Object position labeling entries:
★ ★ ★

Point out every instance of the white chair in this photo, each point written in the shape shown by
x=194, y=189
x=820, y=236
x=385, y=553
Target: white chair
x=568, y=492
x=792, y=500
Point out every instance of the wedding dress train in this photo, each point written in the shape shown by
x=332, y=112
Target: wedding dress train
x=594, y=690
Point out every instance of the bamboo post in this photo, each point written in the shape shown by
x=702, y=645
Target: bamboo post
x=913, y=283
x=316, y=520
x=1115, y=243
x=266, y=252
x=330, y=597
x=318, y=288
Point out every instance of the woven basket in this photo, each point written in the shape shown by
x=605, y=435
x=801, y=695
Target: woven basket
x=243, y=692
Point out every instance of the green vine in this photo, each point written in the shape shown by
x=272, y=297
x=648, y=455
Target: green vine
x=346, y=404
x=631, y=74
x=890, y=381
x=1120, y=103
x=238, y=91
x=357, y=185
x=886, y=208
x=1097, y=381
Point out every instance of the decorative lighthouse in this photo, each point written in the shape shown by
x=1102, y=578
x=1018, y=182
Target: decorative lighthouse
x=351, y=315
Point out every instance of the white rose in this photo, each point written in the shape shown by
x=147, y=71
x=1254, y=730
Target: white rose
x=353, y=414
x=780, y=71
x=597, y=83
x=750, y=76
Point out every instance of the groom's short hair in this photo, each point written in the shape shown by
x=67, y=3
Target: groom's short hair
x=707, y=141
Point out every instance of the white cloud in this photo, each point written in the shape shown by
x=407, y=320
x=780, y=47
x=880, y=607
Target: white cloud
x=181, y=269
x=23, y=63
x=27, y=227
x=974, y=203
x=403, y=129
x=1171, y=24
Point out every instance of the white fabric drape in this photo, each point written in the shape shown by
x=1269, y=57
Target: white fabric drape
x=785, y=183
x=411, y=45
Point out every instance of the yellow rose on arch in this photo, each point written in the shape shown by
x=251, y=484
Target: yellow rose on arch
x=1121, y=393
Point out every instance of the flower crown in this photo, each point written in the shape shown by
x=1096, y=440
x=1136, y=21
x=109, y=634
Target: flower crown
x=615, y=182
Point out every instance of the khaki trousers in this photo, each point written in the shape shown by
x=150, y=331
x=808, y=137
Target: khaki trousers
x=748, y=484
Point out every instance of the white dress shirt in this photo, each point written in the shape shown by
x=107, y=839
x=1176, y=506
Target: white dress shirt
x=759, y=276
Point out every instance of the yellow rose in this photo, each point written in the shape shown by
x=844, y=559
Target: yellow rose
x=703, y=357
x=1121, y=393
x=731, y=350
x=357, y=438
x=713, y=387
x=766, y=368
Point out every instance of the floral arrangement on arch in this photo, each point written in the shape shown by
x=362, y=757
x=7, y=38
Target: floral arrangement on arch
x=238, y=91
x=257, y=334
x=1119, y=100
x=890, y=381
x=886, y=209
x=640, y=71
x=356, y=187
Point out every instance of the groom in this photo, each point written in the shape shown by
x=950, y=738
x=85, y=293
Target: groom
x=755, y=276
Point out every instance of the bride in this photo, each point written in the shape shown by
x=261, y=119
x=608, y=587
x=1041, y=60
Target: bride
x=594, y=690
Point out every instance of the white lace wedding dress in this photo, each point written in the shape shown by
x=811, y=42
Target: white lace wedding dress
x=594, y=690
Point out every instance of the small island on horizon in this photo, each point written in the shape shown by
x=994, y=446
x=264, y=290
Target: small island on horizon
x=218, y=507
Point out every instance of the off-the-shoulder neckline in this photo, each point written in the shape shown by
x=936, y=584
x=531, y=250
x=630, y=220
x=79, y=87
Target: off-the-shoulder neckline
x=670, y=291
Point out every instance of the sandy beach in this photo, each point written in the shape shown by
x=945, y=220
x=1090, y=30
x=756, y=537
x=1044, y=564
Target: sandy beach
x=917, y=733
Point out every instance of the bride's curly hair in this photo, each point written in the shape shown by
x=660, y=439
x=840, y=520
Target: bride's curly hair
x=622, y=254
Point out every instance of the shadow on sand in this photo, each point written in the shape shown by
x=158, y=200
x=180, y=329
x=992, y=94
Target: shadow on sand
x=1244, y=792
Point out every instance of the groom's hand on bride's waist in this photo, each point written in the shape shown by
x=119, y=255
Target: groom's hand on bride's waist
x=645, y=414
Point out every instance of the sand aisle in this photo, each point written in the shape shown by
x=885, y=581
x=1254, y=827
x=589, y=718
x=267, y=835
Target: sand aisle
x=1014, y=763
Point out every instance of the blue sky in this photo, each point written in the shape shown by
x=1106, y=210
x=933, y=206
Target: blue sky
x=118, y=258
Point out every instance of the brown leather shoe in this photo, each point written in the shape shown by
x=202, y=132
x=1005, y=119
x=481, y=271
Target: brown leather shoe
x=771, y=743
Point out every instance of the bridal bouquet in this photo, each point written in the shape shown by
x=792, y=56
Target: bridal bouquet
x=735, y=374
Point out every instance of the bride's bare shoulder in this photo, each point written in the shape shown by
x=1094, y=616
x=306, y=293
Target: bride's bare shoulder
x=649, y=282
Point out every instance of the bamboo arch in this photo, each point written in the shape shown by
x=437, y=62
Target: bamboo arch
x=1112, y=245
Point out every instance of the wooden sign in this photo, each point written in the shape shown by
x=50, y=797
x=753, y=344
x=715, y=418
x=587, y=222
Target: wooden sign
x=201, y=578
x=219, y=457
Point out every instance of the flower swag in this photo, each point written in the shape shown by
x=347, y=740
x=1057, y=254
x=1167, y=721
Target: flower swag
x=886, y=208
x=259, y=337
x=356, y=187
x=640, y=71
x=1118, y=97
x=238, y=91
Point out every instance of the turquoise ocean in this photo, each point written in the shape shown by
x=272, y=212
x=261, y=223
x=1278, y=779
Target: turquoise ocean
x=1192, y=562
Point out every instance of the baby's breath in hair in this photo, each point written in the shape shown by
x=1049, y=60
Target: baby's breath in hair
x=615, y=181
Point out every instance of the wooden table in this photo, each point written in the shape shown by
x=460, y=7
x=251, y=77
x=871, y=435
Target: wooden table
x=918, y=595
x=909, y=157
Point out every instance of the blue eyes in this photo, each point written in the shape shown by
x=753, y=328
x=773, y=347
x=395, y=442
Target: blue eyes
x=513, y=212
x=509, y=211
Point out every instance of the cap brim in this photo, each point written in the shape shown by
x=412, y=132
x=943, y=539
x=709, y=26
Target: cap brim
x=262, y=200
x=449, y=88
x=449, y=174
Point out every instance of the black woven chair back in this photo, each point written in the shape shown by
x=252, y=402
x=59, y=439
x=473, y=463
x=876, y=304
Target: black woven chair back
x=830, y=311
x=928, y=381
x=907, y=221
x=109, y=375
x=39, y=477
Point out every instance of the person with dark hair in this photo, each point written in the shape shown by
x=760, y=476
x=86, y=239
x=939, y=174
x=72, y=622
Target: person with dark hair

★ ★ ★

(Task to complete):
Render every line of the material above as a numbered list, leaving out any blank lines.

(Written answer):
1. Point out every instance of the white chair in this photo, each point written in the shape shown by
2. x=194, y=189
3. x=820, y=236
4. x=385, y=553
5. Target: white chair
6. x=568, y=492
7. x=792, y=500
8. Point out every instance of the wedding dress train in this photo, each point written in the shape shown by
9. x=332, y=112
10. Target: wedding dress train
11. x=594, y=690
12. Point out every instance of the bamboo post in this photo, each point written in the shape shown by
13. x=702, y=645
14. Target: bamboo post
15. x=913, y=283
16. x=316, y=520
17. x=1115, y=243
18. x=266, y=252
19. x=330, y=597
20. x=318, y=288
21. Point out every instance of the woven basket in this photo, each point written in the shape shown by
22. x=605, y=435
23. x=801, y=695
24. Target: woven basket
25. x=243, y=692
26. Point out every instance of the green vine in this photo, each point written in the shape shown by
27. x=272, y=297
28. x=648, y=455
29. Target: green vine
30. x=346, y=404
31. x=631, y=74
32. x=890, y=381
33. x=1120, y=103
34. x=238, y=91
35. x=357, y=185
36. x=886, y=208
37. x=1097, y=381
38. Point out every instance of the decorative lighthouse in this photo, each point written in the shape shown by
39. x=1102, y=578
40. x=1018, y=182
41. Target: decorative lighthouse
42. x=351, y=315
43. Point out every instance of the white rose in this photo, each point written in the shape shown by
44. x=147, y=71
45. x=1254, y=730
46. Target: white rose
47. x=353, y=414
48. x=780, y=71
49. x=597, y=83
50. x=750, y=76
51. Point out every instance of the groom's short hair in this photo, each point written in the shape shown by
52. x=67, y=3
53. Target: groom's short hair
54. x=707, y=141
55. Point out every instance of the white cloud in this photo, each point written in the shape shown by
56. x=407, y=320
57. x=780, y=47
58. x=880, y=607
59. Target: white cloud
60. x=181, y=269
61. x=23, y=63
62. x=27, y=227
63. x=974, y=203
64. x=403, y=129
65. x=1171, y=24
66. Point out every instance of the white fabric drape in this photo, each point written in the shape shown by
67. x=1269, y=57
68. Target: white fabric drape
69. x=785, y=183
70. x=411, y=45
71. Point out every instance of the yellow rose on arch in this photo, each point written in the shape shown by
72. x=251, y=484
73. Target: yellow rose on arch
74. x=1121, y=393
75. Point out every instance of the flower crown in this photo, each point written in the shape shown by
76. x=1096, y=440
77. x=1136, y=21
78. x=109, y=634
79. Target: flower crown
80. x=615, y=182
81. Point out every instance of the khaki trousers in this photo, each point written in the shape shown by
82. x=150, y=331
83. x=808, y=137
84. Target: khaki trousers
85. x=748, y=484
86. Point out every instance of the white dress shirt in this photo, each point written in the shape shown by
87. x=107, y=839
88. x=1176, y=506
89. Target: white dress shirt
90. x=759, y=276
91. Point out every instance of the yellow rose in this photo, each point written in the shape shown by
92. x=844, y=559
93. Target: yellow rose
94. x=703, y=357
95. x=1121, y=393
96. x=731, y=350
97. x=357, y=438
98. x=713, y=387
99. x=766, y=368
100. Point out every instance of the floral arrangement on arch in this photo, each point written in the shape shown by
101. x=362, y=757
102. x=7, y=38
103. Target: floral arrangement on arch
104. x=238, y=91
105. x=257, y=334
106. x=1119, y=100
107. x=890, y=381
108. x=886, y=209
109. x=640, y=71
110. x=356, y=187
111. Point out every instance of the groom in this photo, each point written in the shape shown by
112. x=950, y=738
113. x=85, y=293
114. Target: groom
115. x=755, y=276
116. Point out every instance of the bride in this photo, each point written in the shape shown by
117. x=261, y=119
118. x=608, y=587
119. x=1041, y=60
120. Target: bride
121. x=594, y=690
122. Point out every instance of the white lace wedding dress in this photo, each point written in the shape shown by
123. x=811, y=42
124. Target: white lace wedding dress
125. x=594, y=690
126. Point out every instance of the small island on horizon in this photo, each point written in the shape shown by
127. x=994, y=446
128. x=264, y=290
129. Target: small island on horizon
130. x=218, y=507
131. Point out every instance of the off-the-shoulder neckline in this photo, each point written in the shape shown by
132. x=936, y=584
133. x=531, y=250
134. x=630, y=220
135. x=79, y=87
136. Target: off-the-shoulder neckline
137. x=670, y=291
138. Point out every instance of the sandy beach in this photo, each point written in the shape shown by
139. x=945, y=220
140. x=1090, y=30
141. x=756, y=537
142. x=1044, y=564
143. Target: sandy beach
144. x=917, y=733
145. Point out every instance of the bride's curly hair in this photo, each point written in the shape shown by
146. x=660, y=439
147. x=840, y=520
148. Target: bride's curly hair
149. x=622, y=254
150. Point out every instance of the shadow on sand in this photo, each point written in the shape shown by
151. x=158, y=200
152. x=180, y=329
153. x=992, y=94
154. Target: shadow on sand
155. x=1244, y=792
156. Point out every instance of the groom's hand on bride's waist in this photo, each point written in the shape shown by
157. x=119, y=255
158. Target: groom's hand on bride's waist
159. x=645, y=414
160. Point out every instance of the sand aisle in this photo, each point written in the shape shown by
161. x=885, y=581
162. x=1254, y=827
163. x=589, y=718
164. x=267, y=835
165. Target: sand aisle
166. x=1014, y=763
167. Point out every instance of the blue sky in this photo, each point written in the shape shown by
168. x=1106, y=210
169. x=933, y=206
170. Target: blue sky
171. x=118, y=258
172. Point out every instance of the brown leather shoe in this photo, each point written in the shape shown by
173. x=202, y=132
174. x=1005, y=119
175. x=481, y=271
176. Target: brown leather shoe
177. x=771, y=743
178. Point out every instance of the bridal bouquet in this photo, each point written in the shape shown by
179. x=792, y=56
180. Target: bridal bouquet
181. x=735, y=374
182. Point out every instance of the bride's bare shoulder in this photo, each point written in the shape shown by
183. x=1094, y=616
184. x=306, y=293
185. Target: bride's bare shoulder
186. x=649, y=282
187. Point out every instance of the bamboo arch in this photo, each point written in the shape shown by
188. x=437, y=62
189. Target: bamboo arch
190. x=1112, y=245
191. Point out every instance of the wooden sign in this photo, each point written in the shape shown by
192. x=50, y=797
193. x=753, y=344
194. x=715, y=418
195. x=587, y=222
196. Target: wooden sign
197. x=201, y=578
198. x=219, y=457
199. Point out every instance of the flower swag in this photo, each point written in the shape shown by
200. x=347, y=740
201. x=1057, y=254
202. x=1167, y=721
203. Target: flower swag
204. x=886, y=208
205. x=259, y=337
206. x=356, y=187
207. x=640, y=71
208. x=1118, y=97
209. x=238, y=91
210. Point out every instance of the turquoise ocean in this photo, each point written in the shape shown by
211. x=272, y=212
212. x=261, y=223
213. x=1278, y=779
214. Target: turquoise ocean
215. x=1192, y=562
216. Point out every instance of the baby's breath in hair in this photo, each point written in the shape shown by
217. x=1049, y=60
218. Target: baby's breath in hair
219. x=615, y=181
220. Point out every instance of the wooden table in this photo, each point written in the shape shown by
221. x=460, y=7
222. x=251, y=77
223. x=871, y=435
224. Target: wooden table
225. x=918, y=595
226. x=909, y=157
227. Point out every instance of the blue eyes in this photo, each point written in the shape shown by
228. x=753, y=328
229. x=773, y=347
230. x=395, y=442
231. Target: blue eyes
232. x=513, y=212
233. x=509, y=211
234. Point out every instance of the cap brim in this photo, each point written in the shape shown by
235. x=412, y=132
236. x=943, y=539
237. x=709, y=26
238. Target: cap brim
239. x=262, y=200
240. x=449, y=88
241. x=449, y=174
242. Point out every instance of the black woven chair back in this photo, each point written in the shape shown by
243. x=252, y=402
244. x=59, y=439
245. x=473, y=463
246. x=876, y=304
247. Target: black woven chair back
248. x=830, y=311
249. x=928, y=381
250. x=907, y=221
251. x=109, y=375
252. x=39, y=477
253. Point out every instance of the person with dark hair in this photo, each point written in the shape shown by
254. x=760, y=476
255. x=86, y=239
256. x=939, y=174
257. x=72, y=622
258. Target: person with dark hair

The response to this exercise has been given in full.